_EXERCISE_: Repeat the records in full and exactly, omitting pictures.

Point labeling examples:
*****
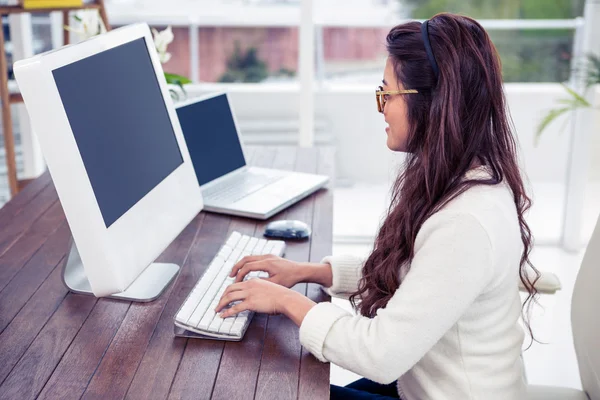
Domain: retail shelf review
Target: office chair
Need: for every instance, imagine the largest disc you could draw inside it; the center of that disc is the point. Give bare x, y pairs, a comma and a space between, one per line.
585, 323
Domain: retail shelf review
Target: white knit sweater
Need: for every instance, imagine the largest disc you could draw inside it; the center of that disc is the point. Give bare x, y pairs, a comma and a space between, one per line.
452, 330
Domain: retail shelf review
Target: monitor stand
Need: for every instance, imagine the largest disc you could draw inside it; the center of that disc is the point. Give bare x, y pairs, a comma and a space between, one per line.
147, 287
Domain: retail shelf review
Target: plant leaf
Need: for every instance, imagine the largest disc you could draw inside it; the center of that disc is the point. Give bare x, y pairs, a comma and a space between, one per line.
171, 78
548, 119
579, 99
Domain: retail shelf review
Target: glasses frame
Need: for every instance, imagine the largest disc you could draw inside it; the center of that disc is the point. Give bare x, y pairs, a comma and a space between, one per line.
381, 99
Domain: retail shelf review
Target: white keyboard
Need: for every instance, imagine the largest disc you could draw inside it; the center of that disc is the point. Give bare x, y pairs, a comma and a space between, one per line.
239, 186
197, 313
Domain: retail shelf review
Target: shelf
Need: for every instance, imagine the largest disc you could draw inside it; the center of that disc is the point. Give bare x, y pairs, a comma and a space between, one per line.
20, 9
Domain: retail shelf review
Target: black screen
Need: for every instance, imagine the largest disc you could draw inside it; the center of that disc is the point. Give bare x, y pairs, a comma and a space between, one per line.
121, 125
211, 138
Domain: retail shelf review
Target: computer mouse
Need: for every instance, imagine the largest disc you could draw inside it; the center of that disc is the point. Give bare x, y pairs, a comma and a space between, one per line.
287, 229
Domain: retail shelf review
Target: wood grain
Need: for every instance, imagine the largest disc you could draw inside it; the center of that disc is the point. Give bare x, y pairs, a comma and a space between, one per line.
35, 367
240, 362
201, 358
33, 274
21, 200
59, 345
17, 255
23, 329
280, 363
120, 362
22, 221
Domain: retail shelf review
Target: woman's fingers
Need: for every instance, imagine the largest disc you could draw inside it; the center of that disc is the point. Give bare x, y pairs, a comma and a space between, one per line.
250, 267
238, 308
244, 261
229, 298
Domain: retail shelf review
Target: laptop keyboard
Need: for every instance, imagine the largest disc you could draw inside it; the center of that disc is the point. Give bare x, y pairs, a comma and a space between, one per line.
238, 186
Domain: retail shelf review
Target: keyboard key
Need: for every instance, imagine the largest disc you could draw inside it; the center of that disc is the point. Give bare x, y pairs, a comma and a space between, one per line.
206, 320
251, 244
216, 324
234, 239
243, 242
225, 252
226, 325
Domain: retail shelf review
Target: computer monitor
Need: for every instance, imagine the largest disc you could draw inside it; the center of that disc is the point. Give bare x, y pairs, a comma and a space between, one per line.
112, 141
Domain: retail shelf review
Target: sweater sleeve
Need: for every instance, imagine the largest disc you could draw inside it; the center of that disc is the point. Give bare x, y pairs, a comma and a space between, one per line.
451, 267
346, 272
*****
_TASK OUTPUT_:
Domain: retail shelf review
Target: office chair
Need: for every instance, imagine the largest disc you could draw inside it; the center of that disc is the point. Give bare x, y pairs, a comma and a space between, one per line.
585, 323
Domain: retail shelf review
Target: white knit sweater
Need: for every instance, imagine the largest disc you could draw inside it; the center of that disc is the point. Give bare x, y pairs, a comma and a space between, one per line.
452, 330
Domain: retail shelf review
Target: monitor stand
Need: for every instance, imagine the largest disc you could draw inside it; the center of that disc is the point. Give bare x, y pairs, a comma and a space between, one per line.
147, 287
Domain: retail shelf review
Target: plant leaf
Need: for every instance, imagine the largest disc you could draw inside it; the center of that disc is the point. Give bare x, y pairs, a comma and a space between, one per line.
171, 78
548, 119
579, 99
Domain: retail shelf review
Target: glasses frame
Need: for every instance, imagine the largest disc you could draw inside it; the center of that disc is the point. Give bare x, y pairs, a comma and a space between, one per line.
381, 99
Domain: retail shelf review
Target: white keyboard
Need: for every instance, imagine the largest disc you could draw inside it; the center of that disc is the point. Give bare x, y pairs, a comma and a space between, one per line.
239, 186
197, 313
Domain: retail shelf review
Target: shelf
Need: for every instance, imagine the largest disc you could draw inside it; the center of that disc is the point. Give bare x, y pairs, a comma and a space between, one per line.
20, 9
Domain: retail shelf review
Target: black screen
Need: for every instance, imagine the largest disc you could draw inside it; the center of that disc is the point. Give bare x, y pairs, a comma and a space between, one per line.
121, 125
211, 138
Domain: retail shelf review
Target: computer mouse
Need: for every instance, imagine the largest disc you could draw inside it; the center of that disc is the point. Give bare x, y pairs, a comma and a space between, one per line.
287, 229
Domain: retail shelf review
Target: wood grain
Need: for every instance, imagine the largest disc you could draw inside it; the center of that disc is the point. Give bare x, y pairs, a comma and a space between, one per line.
35, 367
240, 362
201, 358
33, 274
21, 200
59, 345
17, 255
23, 329
280, 363
120, 362
22, 221
Domain: retail shelf review
Target: woman's fingers
Need: for every instance, imagine the largest disc you could draw inside it; the center of that disc is the point. Give bare x, y pairs, a comma and a space between, one per line.
250, 267
238, 308
244, 261
229, 298
Domain: retail shelf review
Target: laptop keyboard
Need: for every instance, imagine the largest disc you could draw inside it; the center of that disc is the point. Give bare x, y pairs, a comma and a space between, one per line.
238, 186
Domain: retail shelf review
Target: keyboard key
Need: for every instance, imagine the largest disc you could draw inside it; the center of that disc is the point. Give bare x, y pairs, a comma and a space between, one per line.
206, 320
251, 244
216, 324
234, 239
243, 242
225, 252
226, 325
Domain: retail shelf review
Target: computer monitor
Need: for every instance, imagine the largest disc you could draw inside it; the center of that disc is the point. Give bare x, y pairs, a comma and a space between, one per line.
112, 141
Domain: retail shelf review
Target: sweater sleeve
Need: for every instance, imagine the largest disc you could draw inside it; the center of that disc is the point. Give bare x, y pairs, a comma and a space between, one per line.
451, 267
346, 272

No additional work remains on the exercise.